▶ [Goal]: Locate each line in the data below that contains the string "dirt" and copy those lines out in full.

Stored data entries
══════════

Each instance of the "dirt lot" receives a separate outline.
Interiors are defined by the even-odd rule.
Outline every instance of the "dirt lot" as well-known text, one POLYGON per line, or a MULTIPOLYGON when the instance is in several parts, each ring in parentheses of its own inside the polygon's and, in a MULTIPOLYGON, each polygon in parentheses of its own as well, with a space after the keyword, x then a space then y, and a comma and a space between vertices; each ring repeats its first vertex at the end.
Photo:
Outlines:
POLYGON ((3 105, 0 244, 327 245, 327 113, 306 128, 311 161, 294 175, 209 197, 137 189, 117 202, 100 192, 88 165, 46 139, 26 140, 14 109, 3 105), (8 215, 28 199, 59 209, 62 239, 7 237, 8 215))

══════════

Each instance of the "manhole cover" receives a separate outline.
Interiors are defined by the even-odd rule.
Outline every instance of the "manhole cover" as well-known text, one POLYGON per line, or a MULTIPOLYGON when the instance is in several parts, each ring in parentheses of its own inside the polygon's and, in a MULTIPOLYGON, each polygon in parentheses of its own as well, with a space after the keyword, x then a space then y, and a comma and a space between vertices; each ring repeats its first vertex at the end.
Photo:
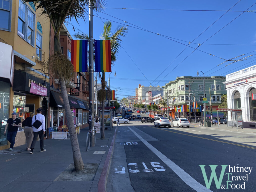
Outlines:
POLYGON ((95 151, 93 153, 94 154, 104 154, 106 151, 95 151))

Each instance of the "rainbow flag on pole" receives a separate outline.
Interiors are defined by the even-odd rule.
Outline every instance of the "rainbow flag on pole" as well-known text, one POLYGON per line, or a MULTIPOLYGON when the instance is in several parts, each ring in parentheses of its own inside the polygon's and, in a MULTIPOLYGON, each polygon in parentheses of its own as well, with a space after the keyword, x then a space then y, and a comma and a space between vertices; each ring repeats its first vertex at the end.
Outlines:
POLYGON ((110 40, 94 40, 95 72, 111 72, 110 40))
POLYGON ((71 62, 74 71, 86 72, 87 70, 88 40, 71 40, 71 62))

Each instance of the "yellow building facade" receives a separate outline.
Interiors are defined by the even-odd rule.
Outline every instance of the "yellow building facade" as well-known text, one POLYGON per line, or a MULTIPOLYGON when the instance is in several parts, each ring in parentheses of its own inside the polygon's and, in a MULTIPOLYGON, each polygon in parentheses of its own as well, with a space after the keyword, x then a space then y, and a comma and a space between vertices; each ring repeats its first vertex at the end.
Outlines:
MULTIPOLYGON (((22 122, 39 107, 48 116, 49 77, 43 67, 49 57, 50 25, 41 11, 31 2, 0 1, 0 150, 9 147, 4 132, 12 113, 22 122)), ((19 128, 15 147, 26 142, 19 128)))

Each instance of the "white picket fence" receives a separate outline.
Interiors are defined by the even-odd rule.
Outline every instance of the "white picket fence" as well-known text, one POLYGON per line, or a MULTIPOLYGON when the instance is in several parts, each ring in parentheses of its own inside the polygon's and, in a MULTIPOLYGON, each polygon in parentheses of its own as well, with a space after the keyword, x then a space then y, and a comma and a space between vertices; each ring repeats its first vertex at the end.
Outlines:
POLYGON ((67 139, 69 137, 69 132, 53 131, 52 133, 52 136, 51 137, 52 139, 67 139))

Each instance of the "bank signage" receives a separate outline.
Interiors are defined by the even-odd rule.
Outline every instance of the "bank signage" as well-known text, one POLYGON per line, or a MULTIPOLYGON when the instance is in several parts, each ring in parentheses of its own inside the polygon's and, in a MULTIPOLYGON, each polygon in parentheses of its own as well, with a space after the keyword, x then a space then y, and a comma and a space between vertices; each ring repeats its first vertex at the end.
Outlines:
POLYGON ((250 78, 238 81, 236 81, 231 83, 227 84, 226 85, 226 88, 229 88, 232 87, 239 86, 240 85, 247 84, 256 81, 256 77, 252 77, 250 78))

══════════

▶ [Expected answer]:
Each instance of the "dirt lot" receives a separate outline.
Outline every instance of the "dirt lot" as well-known text, one POLYGON per line, or a MULTIPOLYGON when the instance is in several parts, each ring in parentheses of its own inside the polygon's and, in a MULTIPOLYGON, each polygon in parentheses of its own as well, with a space after the keyword, x then a space then y, and a comma and a space between vertices; each ring repeats its first vertex at the end.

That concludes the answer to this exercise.